Referring expression pointing data
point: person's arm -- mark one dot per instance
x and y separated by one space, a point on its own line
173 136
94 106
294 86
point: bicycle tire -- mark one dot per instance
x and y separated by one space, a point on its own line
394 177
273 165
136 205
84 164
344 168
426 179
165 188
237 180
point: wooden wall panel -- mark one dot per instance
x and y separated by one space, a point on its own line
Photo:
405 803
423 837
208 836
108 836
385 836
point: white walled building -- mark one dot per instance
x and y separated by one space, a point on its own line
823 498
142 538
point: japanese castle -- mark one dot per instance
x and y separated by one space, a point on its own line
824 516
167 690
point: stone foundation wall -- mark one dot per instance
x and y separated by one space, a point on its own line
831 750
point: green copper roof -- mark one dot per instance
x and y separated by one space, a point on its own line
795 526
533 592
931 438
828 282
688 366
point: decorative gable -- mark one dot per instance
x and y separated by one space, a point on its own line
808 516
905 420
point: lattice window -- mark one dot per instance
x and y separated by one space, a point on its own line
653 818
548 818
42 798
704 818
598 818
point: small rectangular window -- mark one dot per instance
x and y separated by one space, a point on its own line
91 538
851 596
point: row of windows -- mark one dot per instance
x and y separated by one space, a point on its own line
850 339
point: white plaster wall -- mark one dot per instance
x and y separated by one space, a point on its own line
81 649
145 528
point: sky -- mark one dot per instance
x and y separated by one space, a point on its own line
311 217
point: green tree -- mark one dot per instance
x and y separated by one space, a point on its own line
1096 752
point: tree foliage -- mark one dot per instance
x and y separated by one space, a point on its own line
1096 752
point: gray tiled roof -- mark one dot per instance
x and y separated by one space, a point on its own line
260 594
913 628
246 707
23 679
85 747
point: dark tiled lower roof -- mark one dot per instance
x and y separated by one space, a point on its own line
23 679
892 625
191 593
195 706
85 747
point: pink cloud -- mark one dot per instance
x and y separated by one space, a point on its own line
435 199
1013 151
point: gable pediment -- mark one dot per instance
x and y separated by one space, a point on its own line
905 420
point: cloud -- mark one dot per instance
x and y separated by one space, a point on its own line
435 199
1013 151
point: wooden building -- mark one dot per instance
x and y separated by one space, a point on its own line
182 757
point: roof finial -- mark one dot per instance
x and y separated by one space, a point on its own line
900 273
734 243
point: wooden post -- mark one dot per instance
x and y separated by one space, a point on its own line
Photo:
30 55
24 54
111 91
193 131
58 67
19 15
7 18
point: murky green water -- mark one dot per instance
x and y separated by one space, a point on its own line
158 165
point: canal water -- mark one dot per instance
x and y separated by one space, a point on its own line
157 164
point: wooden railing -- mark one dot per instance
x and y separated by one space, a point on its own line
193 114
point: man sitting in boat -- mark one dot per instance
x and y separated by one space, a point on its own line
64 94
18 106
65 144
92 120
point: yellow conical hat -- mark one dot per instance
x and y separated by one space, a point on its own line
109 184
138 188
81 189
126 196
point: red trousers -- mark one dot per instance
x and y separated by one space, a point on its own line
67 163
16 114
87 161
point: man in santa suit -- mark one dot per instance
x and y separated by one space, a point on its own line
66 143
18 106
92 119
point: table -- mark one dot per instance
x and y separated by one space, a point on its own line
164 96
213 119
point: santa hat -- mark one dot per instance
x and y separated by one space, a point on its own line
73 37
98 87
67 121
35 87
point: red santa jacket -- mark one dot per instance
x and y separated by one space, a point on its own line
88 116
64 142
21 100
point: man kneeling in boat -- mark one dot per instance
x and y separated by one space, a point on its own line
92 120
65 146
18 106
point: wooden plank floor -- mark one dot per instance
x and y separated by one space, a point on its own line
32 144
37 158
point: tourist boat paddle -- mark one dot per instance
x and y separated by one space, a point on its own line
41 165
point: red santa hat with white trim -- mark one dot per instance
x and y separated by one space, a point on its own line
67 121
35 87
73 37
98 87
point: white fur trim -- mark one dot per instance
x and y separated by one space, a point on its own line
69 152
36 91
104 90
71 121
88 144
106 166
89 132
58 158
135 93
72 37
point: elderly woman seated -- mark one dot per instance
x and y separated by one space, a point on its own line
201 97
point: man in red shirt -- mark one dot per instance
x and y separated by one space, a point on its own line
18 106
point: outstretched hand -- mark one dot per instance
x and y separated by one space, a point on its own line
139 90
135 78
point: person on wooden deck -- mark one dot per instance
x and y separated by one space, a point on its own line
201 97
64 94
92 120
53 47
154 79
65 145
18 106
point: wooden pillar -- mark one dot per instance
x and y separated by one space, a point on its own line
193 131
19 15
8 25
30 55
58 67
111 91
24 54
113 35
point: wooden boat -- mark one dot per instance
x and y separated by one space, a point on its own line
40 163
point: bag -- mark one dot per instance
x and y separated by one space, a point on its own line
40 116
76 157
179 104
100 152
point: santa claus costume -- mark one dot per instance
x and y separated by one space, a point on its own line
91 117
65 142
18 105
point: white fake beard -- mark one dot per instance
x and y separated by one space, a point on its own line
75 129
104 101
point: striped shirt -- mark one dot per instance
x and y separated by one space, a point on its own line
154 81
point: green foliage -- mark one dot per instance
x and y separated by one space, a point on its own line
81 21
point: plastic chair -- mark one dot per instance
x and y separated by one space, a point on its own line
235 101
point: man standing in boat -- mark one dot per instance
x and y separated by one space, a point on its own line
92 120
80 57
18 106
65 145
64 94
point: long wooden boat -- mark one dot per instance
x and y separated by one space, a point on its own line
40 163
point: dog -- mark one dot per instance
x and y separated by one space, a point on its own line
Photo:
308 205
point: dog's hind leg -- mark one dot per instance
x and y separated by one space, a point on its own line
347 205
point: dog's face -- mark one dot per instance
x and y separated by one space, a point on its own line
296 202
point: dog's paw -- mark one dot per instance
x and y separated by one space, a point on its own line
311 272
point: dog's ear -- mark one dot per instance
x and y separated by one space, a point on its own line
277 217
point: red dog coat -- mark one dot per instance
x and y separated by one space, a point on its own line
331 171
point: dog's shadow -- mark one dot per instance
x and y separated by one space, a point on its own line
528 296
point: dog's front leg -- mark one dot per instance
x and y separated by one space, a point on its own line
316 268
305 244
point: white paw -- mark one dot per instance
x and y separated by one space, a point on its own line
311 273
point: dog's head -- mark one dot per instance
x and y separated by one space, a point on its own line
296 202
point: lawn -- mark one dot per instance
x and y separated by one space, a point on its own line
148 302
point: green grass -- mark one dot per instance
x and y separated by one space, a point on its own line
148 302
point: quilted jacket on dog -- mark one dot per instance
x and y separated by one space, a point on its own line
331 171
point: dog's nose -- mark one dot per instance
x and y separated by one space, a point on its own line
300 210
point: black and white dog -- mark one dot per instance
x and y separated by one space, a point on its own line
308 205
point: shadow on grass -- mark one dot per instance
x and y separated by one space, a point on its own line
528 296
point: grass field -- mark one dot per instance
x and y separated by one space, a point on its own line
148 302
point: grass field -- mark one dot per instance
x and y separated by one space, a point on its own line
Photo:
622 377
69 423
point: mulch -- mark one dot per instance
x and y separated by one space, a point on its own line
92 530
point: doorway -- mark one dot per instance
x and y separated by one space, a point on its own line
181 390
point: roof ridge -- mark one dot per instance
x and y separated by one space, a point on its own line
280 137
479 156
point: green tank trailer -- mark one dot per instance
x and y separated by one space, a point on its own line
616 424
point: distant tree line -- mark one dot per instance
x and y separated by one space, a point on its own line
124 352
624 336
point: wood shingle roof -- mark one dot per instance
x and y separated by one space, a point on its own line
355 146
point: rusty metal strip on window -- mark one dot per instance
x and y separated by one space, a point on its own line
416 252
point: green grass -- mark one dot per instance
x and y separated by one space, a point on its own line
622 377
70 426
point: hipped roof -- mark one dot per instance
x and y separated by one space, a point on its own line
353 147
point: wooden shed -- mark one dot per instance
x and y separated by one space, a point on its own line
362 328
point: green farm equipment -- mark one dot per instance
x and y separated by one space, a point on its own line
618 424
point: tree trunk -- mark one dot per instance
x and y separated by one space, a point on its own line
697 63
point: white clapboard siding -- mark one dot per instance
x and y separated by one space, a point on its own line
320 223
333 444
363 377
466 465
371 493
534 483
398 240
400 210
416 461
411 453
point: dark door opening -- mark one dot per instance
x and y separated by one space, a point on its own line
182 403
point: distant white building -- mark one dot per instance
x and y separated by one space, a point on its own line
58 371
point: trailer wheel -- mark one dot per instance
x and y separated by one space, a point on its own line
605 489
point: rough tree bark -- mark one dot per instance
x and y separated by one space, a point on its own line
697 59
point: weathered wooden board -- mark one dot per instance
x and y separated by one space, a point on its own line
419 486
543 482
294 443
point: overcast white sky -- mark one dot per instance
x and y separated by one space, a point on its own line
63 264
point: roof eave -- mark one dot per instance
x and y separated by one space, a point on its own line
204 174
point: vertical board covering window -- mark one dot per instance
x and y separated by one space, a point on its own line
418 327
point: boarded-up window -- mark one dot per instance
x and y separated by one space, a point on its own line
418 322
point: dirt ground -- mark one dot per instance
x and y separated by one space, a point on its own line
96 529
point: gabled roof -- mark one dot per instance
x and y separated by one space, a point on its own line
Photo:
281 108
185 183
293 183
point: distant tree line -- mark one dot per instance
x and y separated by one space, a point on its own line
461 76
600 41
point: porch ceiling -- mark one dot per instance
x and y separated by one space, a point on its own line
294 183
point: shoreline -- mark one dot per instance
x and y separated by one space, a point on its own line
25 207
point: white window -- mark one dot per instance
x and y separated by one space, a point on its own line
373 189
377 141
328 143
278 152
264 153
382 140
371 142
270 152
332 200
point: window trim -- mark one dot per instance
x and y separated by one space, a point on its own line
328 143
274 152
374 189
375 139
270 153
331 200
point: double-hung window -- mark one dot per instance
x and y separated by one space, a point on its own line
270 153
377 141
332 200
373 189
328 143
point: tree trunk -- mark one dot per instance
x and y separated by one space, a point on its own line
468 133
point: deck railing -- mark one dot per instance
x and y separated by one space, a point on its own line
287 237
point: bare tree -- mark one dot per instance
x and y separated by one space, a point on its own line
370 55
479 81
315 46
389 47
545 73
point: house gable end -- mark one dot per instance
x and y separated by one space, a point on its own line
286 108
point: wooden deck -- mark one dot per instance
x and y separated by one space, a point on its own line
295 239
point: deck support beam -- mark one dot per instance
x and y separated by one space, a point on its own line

**About this exercise**
Show all of the lines above in which "green" is present.

**Written answer**
point: green copper roof -- mark one dot per instance
point: green tree -- mark one dot per instance
point: murky green water -- mark one dot per instance
point: green foliage -- mark one dot per instance
point: green grass -- mark one dot per instance
point: green tank trailer -- mark one dot per instance
point: green grass -- mark one dot per instance
point: green farm equipment -- mark one dot per instance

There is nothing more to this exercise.